Render the material below, from the line containing "Where can the bare" through the line containing "column 207, row 325", inclusive, as a JSON list of strings with one string per line and blank lines omitted.

__RECORD LIST__
◆ ◆ ◆ ◆ ◆ ◆ ◆

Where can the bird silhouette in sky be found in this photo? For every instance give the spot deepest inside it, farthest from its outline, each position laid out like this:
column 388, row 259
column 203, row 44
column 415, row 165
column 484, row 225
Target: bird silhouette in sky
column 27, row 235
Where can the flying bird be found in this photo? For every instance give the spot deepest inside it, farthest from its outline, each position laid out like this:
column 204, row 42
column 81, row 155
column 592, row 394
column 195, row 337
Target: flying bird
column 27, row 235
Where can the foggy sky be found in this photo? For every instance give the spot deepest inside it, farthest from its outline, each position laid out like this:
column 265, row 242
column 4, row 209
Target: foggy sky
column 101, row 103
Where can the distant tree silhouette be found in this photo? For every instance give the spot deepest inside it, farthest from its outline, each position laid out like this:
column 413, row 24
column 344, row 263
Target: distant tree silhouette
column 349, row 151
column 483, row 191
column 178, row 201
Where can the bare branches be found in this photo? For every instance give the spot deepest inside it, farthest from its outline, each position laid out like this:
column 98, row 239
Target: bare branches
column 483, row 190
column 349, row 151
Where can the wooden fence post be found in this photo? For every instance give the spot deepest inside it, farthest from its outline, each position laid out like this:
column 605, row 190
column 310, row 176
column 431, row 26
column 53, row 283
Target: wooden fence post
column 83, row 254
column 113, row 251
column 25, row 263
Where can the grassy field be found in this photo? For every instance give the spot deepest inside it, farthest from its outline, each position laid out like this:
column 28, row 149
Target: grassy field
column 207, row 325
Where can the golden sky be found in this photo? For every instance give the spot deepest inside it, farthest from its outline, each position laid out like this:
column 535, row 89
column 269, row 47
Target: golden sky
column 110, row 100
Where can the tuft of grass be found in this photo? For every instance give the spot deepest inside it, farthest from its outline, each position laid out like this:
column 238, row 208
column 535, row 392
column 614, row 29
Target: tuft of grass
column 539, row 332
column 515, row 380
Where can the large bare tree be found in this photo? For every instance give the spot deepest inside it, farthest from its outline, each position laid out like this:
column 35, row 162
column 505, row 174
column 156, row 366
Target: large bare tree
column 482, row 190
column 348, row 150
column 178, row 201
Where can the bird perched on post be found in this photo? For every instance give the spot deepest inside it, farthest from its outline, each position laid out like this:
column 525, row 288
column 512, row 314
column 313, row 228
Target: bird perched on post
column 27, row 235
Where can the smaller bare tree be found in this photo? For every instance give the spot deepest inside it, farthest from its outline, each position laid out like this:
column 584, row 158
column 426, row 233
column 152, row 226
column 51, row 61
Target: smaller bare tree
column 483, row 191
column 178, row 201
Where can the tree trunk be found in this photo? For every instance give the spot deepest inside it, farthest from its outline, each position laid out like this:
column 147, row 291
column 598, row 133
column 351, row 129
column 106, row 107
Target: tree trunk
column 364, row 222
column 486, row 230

◆ ◆ ◆ ◆ ◆ ◆ ◆

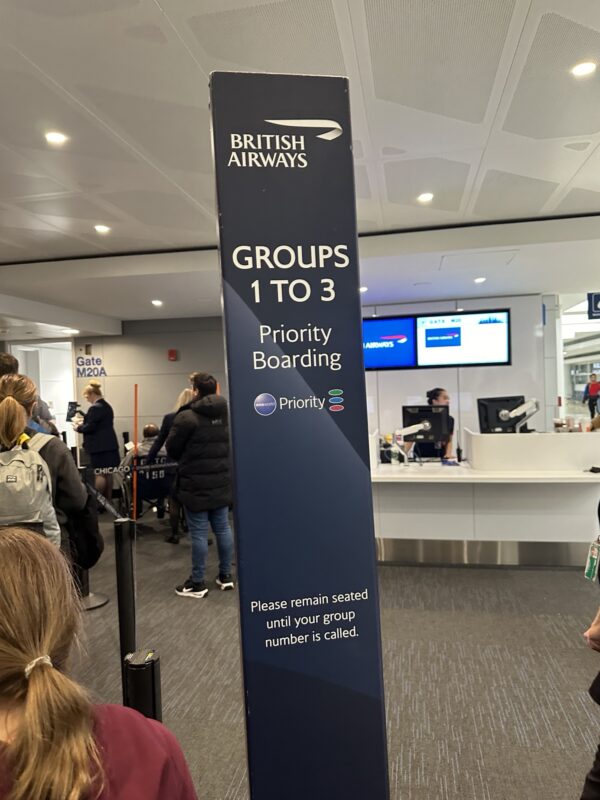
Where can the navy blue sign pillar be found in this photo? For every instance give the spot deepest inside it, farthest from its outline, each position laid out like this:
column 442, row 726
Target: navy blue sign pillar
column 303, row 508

◆ ◆ ◆ ◆ ◆ ◆ ◆

__FINAL RESULT__
[
  "Where can the bare branches be found in this photo? For every instance give the spot deepest inside it, farthest from its outline, each position laid out like this:",
  "column 98, row 239",
  "Target: bare branches",
  "column 483, row 190",
  "column 349, row 151",
  "Where can the wooden fence post be found in this photo? For every instance give the spot deepest inside it, farthest from its outline, each position laid out like this:",
  "column 605, row 190",
  "column 310, row 176",
  "column 431, row 26",
  "column 53, row 283",
  "Target: wooden fence post",
  "column 83, row 254",
  "column 113, row 251",
  "column 25, row 263",
  "Where can the grassy field be found in this photo? For every instance give the spot deepest inside it, farthest from its outline, each position laid out like this:",
  "column 28, row 149",
  "Target: grassy field",
  "column 207, row 325"
]